* [WRITTEN TASK]:
Update the lines from the one containing "Would you kindly point at the tourist" through the one containing "<point>405,176</point>" by replacing "kindly" with "please" and leaving everything else unchanged. Return only those lines.
[start]
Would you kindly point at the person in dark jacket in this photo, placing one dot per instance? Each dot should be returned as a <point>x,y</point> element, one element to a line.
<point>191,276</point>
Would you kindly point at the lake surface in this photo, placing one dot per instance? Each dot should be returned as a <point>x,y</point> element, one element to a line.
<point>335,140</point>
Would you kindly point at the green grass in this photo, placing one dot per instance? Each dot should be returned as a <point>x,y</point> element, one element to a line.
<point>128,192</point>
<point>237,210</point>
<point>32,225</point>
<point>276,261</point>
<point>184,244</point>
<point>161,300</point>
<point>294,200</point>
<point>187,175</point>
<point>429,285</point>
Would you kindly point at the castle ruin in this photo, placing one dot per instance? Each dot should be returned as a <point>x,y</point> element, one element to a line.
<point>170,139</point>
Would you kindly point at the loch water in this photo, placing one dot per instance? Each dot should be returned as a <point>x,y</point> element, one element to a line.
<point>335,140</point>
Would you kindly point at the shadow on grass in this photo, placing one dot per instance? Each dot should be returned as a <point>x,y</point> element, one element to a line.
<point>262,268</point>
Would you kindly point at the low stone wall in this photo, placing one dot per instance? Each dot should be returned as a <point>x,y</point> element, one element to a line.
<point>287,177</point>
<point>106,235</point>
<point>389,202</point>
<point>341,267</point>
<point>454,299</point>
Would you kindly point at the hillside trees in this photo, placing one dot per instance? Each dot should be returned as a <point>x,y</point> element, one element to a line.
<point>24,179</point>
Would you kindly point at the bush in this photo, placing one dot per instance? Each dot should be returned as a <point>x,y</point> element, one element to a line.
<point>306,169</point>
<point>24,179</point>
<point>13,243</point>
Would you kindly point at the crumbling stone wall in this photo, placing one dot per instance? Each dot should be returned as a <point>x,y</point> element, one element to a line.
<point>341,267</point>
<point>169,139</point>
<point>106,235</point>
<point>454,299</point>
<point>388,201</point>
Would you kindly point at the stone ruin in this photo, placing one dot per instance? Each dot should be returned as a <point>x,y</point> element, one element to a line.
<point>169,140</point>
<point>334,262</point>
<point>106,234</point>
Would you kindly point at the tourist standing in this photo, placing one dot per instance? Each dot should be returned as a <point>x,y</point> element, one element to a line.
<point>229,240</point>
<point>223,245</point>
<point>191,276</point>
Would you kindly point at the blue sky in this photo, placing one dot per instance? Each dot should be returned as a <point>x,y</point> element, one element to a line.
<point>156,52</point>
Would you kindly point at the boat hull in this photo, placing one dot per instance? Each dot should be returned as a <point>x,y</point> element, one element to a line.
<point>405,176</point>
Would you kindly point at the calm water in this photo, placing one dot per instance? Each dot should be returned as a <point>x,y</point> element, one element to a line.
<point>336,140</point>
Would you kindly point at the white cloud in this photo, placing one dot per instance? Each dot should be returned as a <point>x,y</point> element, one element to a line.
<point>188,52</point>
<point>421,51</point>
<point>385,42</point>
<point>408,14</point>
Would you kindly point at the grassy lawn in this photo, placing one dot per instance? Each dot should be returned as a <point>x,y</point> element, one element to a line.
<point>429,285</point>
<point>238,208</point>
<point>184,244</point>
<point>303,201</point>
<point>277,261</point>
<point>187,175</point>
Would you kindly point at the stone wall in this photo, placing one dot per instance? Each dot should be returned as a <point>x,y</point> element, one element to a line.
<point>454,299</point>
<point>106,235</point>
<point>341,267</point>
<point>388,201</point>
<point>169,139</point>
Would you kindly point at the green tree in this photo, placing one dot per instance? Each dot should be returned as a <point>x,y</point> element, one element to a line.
[end]
* [RESPONSE FOR THIS EXERCISE]:
Would you please point at the tourist standing in this photo, placing one dot per instance? Each dot should be returned as a <point>x,y</point> element, one element to a line.
<point>229,240</point>
<point>223,245</point>
<point>191,276</point>
Would you please point at the blue sky in this photo, placing one dot per instance? Each dot should be returned as a <point>x,y</point> element, one element to a line.
<point>156,52</point>
Would you please point at the boat hull in this photo, placing one dot per instance? Each dot should be returned as a <point>x,y</point> element, one element to a line.
<point>405,176</point>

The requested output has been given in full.